=== Begin Enclosure ===

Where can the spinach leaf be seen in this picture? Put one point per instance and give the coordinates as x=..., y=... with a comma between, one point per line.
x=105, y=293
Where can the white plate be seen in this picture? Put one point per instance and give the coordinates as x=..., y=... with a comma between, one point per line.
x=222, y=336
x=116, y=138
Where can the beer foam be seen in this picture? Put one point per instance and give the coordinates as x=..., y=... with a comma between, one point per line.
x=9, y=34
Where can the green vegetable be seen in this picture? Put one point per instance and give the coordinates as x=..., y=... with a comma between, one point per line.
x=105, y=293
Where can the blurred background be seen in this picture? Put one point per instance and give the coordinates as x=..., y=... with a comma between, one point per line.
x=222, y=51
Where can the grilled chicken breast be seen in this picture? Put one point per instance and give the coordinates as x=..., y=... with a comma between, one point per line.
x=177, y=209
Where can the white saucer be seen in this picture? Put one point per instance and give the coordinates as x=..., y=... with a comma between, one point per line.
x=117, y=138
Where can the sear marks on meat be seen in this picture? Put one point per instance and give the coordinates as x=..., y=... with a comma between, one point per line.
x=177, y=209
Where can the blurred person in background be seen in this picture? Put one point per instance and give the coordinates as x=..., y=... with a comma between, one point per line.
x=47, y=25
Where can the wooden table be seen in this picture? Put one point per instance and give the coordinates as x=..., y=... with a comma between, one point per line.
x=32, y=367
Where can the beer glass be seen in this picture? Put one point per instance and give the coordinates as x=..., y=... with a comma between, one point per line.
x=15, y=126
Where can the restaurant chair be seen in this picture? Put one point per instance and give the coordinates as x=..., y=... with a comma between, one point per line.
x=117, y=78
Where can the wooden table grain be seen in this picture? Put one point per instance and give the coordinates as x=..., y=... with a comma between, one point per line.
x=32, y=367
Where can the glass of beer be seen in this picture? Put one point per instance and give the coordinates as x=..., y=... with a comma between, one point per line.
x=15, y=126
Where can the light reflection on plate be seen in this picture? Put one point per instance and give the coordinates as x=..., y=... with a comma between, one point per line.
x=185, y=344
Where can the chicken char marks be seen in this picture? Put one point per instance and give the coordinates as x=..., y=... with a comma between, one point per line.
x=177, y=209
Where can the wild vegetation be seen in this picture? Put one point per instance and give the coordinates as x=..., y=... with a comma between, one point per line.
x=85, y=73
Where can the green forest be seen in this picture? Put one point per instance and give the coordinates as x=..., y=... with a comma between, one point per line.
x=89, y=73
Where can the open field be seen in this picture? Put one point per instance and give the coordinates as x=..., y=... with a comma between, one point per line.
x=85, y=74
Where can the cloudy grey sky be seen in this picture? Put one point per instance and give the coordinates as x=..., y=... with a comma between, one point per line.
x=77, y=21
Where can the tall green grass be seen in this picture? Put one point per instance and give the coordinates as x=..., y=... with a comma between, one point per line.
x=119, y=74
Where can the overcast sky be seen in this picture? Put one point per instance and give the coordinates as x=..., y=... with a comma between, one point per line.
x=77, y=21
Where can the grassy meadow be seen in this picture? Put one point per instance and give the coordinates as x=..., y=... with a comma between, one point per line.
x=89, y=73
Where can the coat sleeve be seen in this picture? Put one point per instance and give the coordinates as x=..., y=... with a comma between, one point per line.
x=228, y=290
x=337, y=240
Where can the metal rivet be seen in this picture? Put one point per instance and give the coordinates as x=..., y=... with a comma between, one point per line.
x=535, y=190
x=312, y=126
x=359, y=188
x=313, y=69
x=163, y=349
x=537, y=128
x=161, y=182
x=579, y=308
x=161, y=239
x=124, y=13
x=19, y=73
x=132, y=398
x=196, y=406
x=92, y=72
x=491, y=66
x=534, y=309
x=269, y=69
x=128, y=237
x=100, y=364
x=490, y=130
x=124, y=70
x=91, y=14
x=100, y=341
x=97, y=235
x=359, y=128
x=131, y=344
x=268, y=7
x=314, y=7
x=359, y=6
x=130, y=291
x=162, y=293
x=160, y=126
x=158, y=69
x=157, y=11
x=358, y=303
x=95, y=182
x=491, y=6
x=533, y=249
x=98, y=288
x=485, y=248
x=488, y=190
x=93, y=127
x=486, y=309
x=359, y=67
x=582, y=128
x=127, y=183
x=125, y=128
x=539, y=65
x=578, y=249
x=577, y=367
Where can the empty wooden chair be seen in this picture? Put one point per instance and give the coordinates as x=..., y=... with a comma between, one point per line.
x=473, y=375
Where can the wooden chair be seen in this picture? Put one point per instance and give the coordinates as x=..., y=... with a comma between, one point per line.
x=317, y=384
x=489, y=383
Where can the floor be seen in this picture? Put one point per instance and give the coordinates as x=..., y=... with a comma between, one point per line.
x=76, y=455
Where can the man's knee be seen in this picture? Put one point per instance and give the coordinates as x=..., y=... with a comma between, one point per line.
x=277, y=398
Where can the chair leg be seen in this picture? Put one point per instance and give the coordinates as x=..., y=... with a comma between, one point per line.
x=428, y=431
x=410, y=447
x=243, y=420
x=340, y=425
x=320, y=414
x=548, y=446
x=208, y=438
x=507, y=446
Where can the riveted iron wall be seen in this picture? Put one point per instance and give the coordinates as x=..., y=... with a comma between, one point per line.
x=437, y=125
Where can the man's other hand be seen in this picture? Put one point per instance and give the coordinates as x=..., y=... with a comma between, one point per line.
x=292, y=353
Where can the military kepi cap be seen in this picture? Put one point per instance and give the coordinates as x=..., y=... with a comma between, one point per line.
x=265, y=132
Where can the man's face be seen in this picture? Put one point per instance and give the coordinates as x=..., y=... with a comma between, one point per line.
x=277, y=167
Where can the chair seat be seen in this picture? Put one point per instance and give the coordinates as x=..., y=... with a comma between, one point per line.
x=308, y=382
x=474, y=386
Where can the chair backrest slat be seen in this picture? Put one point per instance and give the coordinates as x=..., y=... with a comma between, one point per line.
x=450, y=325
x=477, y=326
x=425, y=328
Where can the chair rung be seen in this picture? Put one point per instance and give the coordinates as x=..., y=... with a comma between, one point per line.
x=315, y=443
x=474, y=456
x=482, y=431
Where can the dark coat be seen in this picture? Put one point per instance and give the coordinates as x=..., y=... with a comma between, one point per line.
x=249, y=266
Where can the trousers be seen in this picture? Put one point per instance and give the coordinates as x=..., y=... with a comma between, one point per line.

=== End Enclosure ===

:: Assignment ::
Set the entries down again, unchanged and complete.

:: Problem solution ::
Where can the spinach leaf be seen in this picture? Put one point per instance and give the coordinates as x=..., y=... with a comma between, one point per line.
x=105, y=293
Where can the white plate be seen in this picture? Put one point per instance and give the coordinates as x=..., y=... with a comma between, one point per line.
x=222, y=336
x=116, y=138
Where can the beer foam be seen in this picture? Put one point per instance and give the coordinates as x=..., y=... with a comma between, one point per line.
x=9, y=34
Where can the green vegetable be seen in this picture? Put one point per instance and give the coordinates as x=..., y=... with a comma between, one point per line.
x=105, y=293
Where can the blurred background be seen in this picture? Put one point per instance and give the coordinates as x=..., y=... with a comma between, one point per line.
x=222, y=51
Where can the grilled chicken breast be seen in this picture? Put one point per instance and give the coordinates as x=..., y=... with a comma between, one point per line.
x=177, y=209
Where can the white saucer be seen in this picture? Put one point per instance and give the coordinates as x=..., y=... with a comma between, one point per line.
x=117, y=138
Where can the sear marks on meat be seen in this picture? Put one point per instance and give the coordinates as x=..., y=... with a comma between, one point per line.
x=177, y=209
Where can the blurred person in background be seen in this picture? Put one point per instance and give the coordinates as x=..., y=... with a comma between, one point per line.
x=47, y=25
Where can the wooden table be seen in this picture? Put one point per instance and give the coordinates as x=..., y=... with a comma between, one point per line.
x=32, y=367
Where can the beer glass be seen in this picture? Put one point per instance and give the coordinates as x=..., y=... with a comma between, one point per line.
x=15, y=126
Where can the restaurant chair be seen in this picture? Put one point per instance and give the coordinates as x=..., y=... with a comma between, one point per line.
x=117, y=78
Where can the wooden table grain be seen in this picture? Put one point per instance and give the coordinates as x=..., y=... with a comma between, one point per line.
x=32, y=367
Where can the glass of beer be seen in this picture? Put one point per instance and give the coordinates as x=..., y=... with a comma between, one point per line.
x=15, y=126
Where can the light reflection on plate be seen in this picture? Put one point per instance and give the coordinates as x=..., y=... with a comma between, one point per line.
x=185, y=344
Where can the chicken char marks be seen in this picture? Put one point per instance and give the coordinates as x=..., y=... with a comma between, one point per line.
x=177, y=209
Where can the wild vegetation be seen in this picture? Put one point per instance and give the coordinates as x=..., y=... with a comma between, one point per line.
x=85, y=73
Where can the green forest be seen in this picture? Put one point per instance and give the coordinates as x=..., y=... with a comma between, one point per line.
x=89, y=73
Where can the open field be seen in this picture? Put one point per instance and give the coordinates as x=..., y=... with a comma between, one point per line.
x=85, y=74
Where can the cloudy grey sky be seen in this picture? Put one point per instance and give the coordinates as x=..., y=... with a comma between, one point per line.
x=77, y=21
Where can the tall green grass be seen in this picture? Put one point per instance and give the coordinates as x=..., y=... with a comma between, one point per line.
x=119, y=74
Where can the overcast sky be seen in this picture? Put one point per instance and give the coordinates as x=..., y=... with a comma between, one point per line.
x=77, y=21
Where can the grassy meadow be seen in this picture? Put one point per instance and give the coordinates as x=..., y=... with a comma between, one point per line.
x=89, y=73
Where can the coat sleeve be seen in this picture? Put one point per instance and give the coordinates as x=..., y=... with a comma between, one point per line.
x=228, y=290
x=337, y=240
Where can the metal rivet be seen in this picture? Put one point per instance and give the coordinates as x=..., y=... with a comma between, one point per line.
x=535, y=190
x=312, y=126
x=359, y=188
x=313, y=69
x=163, y=349
x=537, y=128
x=161, y=182
x=579, y=308
x=161, y=239
x=124, y=13
x=19, y=73
x=132, y=398
x=196, y=406
x=92, y=72
x=491, y=66
x=534, y=309
x=269, y=69
x=128, y=237
x=100, y=364
x=490, y=130
x=124, y=70
x=91, y=14
x=100, y=341
x=97, y=235
x=359, y=128
x=131, y=344
x=268, y=7
x=314, y=7
x=359, y=6
x=130, y=291
x=162, y=293
x=160, y=126
x=158, y=69
x=157, y=11
x=358, y=303
x=95, y=182
x=491, y=6
x=533, y=249
x=98, y=288
x=485, y=248
x=488, y=190
x=93, y=127
x=486, y=309
x=359, y=67
x=582, y=128
x=127, y=183
x=125, y=128
x=539, y=65
x=578, y=249
x=577, y=367
Where can the empty wooden chair be seen in this picture? Put one point per instance and give the coordinates as x=..., y=... with a comma between, one point per line.
x=473, y=375
Where can the wooden chair be seen in this picture? Put one point per instance and give the coordinates as x=..., y=... with a comma between, one point per line.
x=317, y=384
x=489, y=383
Where can the floor be seen in this picture? Put one point per instance and give the coordinates as x=..., y=... with a comma between, one point per line.
x=76, y=455
Where can the man's knee be seen in this picture? Put one point per instance and give the coordinates as x=..., y=... with a comma between, one point per line.
x=277, y=398
Where can the chair leg be seen in this picture? Put one point per instance and give the coordinates as x=..., y=... with a comma between, one point per line.
x=428, y=431
x=410, y=447
x=243, y=420
x=340, y=425
x=320, y=414
x=548, y=446
x=208, y=438
x=507, y=446
Where can the riveted iron wall be seen in this picture? Put one point per instance and give the coordinates as x=..., y=... with a comma between, one point per line.
x=437, y=125
Where can the man's other hand be seen in this picture? Put one point per instance and give the coordinates as x=..., y=... with a comma between, one point per line.
x=292, y=353
Where can the military kepi cap be seen in this picture? Put one point per instance and give the coordinates as x=..., y=... with a comma between, one point per line.
x=265, y=132
Where can the man's face be seen in this picture? Put one point per instance and give the coordinates as x=..., y=... with a comma between, one point per line.
x=277, y=167
Where can the chair seat be seen in this picture? Put one point per instance and give the coordinates as x=..., y=... with a comma between, one point per line.
x=308, y=382
x=474, y=386
Where can the chair backrest slat be seen in this picture? Put one point per instance and give the coordinates as x=..., y=... with a comma between, one point per line.
x=450, y=325
x=477, y=326
x=425, y=328
Where can the chair rung be seen in this picture? Put one point per instance and give the coordinates as x=..., y=... with a comma between, one point per line.
x=315, y=443
x=474, y=456
x=482, y=431
Where can the dark coat be seen in this picture? Put one point per instance and give the coordinates as x=..., y=... with a comma between, one point per line.
x=249, y=266
Where can the trousers be seen in this picture? Put one point per instance and give the coordinates as x=..., y=... with a comma between, one point per line.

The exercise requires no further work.